> _À FAIRE_
Pouvez-vous recopier mot pour mot l'ensemble des enregistrements ci-dessous ?

> _Enregistrements de données_
====================

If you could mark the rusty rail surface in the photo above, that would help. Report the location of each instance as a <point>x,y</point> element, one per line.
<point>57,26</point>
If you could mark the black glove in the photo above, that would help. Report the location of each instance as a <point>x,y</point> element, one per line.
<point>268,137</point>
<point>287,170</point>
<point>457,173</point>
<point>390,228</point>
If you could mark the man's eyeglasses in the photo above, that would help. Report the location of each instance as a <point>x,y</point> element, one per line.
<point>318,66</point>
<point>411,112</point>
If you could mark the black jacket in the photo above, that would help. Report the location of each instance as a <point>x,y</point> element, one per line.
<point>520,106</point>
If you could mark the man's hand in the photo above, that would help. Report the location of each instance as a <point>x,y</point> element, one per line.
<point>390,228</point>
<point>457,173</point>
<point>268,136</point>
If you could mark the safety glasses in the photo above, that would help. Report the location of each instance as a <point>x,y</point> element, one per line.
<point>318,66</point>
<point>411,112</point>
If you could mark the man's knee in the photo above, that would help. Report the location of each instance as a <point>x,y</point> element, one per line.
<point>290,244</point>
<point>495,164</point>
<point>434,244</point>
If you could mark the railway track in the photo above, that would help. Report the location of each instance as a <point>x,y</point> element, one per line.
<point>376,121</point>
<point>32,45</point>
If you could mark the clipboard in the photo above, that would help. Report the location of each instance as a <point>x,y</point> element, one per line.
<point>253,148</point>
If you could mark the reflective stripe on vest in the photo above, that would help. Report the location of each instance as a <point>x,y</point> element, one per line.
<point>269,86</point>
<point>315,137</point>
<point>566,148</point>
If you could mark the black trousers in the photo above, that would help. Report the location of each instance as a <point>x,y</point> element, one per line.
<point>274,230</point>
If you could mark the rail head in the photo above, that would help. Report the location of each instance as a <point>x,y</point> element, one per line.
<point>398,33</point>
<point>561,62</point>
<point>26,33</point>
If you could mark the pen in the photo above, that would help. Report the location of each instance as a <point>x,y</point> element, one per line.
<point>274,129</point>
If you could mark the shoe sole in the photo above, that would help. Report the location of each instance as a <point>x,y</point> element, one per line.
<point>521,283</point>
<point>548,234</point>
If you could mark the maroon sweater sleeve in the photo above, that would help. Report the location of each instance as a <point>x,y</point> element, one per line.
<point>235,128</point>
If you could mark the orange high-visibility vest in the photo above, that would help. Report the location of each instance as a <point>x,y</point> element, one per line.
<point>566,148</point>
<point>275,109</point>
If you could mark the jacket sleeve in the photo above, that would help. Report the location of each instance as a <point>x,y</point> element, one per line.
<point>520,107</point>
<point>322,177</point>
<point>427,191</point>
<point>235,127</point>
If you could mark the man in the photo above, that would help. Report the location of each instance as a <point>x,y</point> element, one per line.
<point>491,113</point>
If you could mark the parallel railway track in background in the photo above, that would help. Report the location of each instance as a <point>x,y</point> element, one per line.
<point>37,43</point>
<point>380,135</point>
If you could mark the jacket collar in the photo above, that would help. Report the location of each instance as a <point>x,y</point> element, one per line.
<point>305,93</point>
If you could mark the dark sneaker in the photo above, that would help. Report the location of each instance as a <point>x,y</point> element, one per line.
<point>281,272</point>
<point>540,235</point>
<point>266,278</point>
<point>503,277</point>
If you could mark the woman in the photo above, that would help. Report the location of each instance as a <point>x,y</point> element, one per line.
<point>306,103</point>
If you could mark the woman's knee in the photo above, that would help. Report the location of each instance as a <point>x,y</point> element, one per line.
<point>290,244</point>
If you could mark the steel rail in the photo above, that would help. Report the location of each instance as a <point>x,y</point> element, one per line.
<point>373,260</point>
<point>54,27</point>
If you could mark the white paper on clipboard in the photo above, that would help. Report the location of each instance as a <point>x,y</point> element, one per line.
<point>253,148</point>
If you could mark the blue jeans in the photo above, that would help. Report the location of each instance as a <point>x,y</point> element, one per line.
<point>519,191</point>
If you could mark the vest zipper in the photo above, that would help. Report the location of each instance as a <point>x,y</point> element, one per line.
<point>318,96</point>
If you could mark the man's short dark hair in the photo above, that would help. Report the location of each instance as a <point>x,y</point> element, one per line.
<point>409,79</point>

====================

> _TÂCHE ACCOMPLIE_
If you could mark the rusty rail surface in the photo above, that would help. Report the location of each instance as a <point>x,y</point> element, one per line.
<point>57,26</point>
If you could mark the black glove in the photo above, that would help. Report the location of each instance as a <point>x,y</point> element, one per line.
<point>268,137</point>
<point>287,170</point>
<point>457,173</point>
<point>390,228</point>
If you could mark the man's eyeglasses in the photo above, that would help. Report the location of each instance as a <point>x,y</point> element, one per line.
<point>318,66</point>
<point>411,112</point>
If you could mark the black jacket in the photo above, that would help. Report the location of each instance as a <point>x,y</point> element, one per line.
<point>520,106</point>
If you could mark the man's hand in the photo above, that would help. Report the location of each instance as a <point>x,y</point> element, one per line.
<point>390,228</point>
<point>457,173</point>
<point>268,136</point>
If you could mark the safety glasses in the photo above, that would help. Report the location of each instance as a <point>x,y</point> element, one per line.
<point>318,66</point>
<point>411,112</point>
If you could mark the man's knee in the photo above, that would help. Report the location of each instance as a <point>x,y</point> element, one per line.
<point>290,244</point>
<point>495,164</point>
<point>434,244</point>
If you could mark the railway track in the photo above, that would help. Report the location of each instance as a <point>x,y</point> element, one per line.
<point>376,121</point>
<point>32,45</point>
If you could mark the clipboard in the photo above, that would help. Report the location of each instance as a <point>x,y</point> element, one per line.
<point>253,148</point>
If you could mark the reflective stripe on vest in the photo above, that would help. Report the location of each instance as a <point>x,y</point> element, one per line.
<point>269,86</point>
<point>315,137</point>
<point>566,148</point>
If you could mark the black trousers in the photo above, that would help. Report the location of each instance as a <point>x,y</point> element, one per line.
<point>274,230</point>
If you could mark the rail head in the photo above, that would help. Report the location of each instance as a <point>x,y</point> element, one per line.
<point>398,33</point>
<point>561,62</point>
<point>26,33</point>
If you could mark the pen in the photo above, that would help. Report the location of each instance as a <point>x,y</point> element, one per line.
<point>274,129</point>
If you could mark the shoe sole in the photo above, that would help. Report the location of each instance as a <point>x,y</point> element, one per line.
<point>521,283</point>
<point>548,234</point>
If you could mark the maroon sweater sleeve in the photo above, that would help. Report the location of each instance as a <point>x,y</point> element, one per line.
<point>235,128</point>
If you could mark the orange high-visibility vest in the photo above, that would help. Report the location of each instance as a <point>x,y</point> element, one per line.
<point>566,148</point>
<point>275,109</point>
If you could mark the jacket sleeve in the photo above, that would help. Report the location of each instance as a <point>x,y</point> element, one per line.
<point>520,107</point>
<point>322,177</point>
<point>427,191</point>
<point>235,127</point>
If you could mark the man in the photo above, that would help. Report the location of each instance as a <point>x,y</point> element, one per line.
<point>491,113</point>
If you could mark the parallel railway track in background in the photo above, that would help. Report the location of each instance as a <point>x,y</point> element, one per line.
<point>37,43</point>
<point>380,135</point>
If you could mark the jacket collar in the photo above, that would help. Report the location of each instance as a <point>x,y</point> element, one per line.
<point>305,93</point>
If you could mark the dark sneaker in the photo above, that would help. Report the location of each instance as a <point>x,y</point> element, one per line.
<point>281,272</point>
<point>540,235</point>
<point>266,278</point>
<point>503,277</point>
If you could mark the woman in the photo above, that would help. Report the location of each instance as a <point>x,y</point> element, one per line.
<point>306,103</point>
If you could mark the woman's knee in the photo above, that would help. Report the location of each instance as a <point>x,y</point> element, one per line.
<point>290,244</point>
If you could mark the steel rail in the photo above, that would help. Report the location of each instance as a <point>x,y</point> element, one per line.
<point>373,260</point>
<point>54,27</point>
If you could mark the white paper on clipboard in the photo above, that would help. Report the location of each instance as a <point>x,y</point> element, one per line.
<point>253,148</point>
If you could mark the blue jeans in the photo above, that would help. Report the location of each instance as a <point>x,y</point> element, one per line.
<point>519,191</point>
If you could mark the vest zipper in the photo above, that would help. Report the location of each instance as a <point>x,y</point> element, one per line.
<point>318,96</point>
If you could mark the man's short dark hair in the photo above, that would help. Report the location of each instance as a <point>x,y</point> element, one per line.
<point>409,79</point>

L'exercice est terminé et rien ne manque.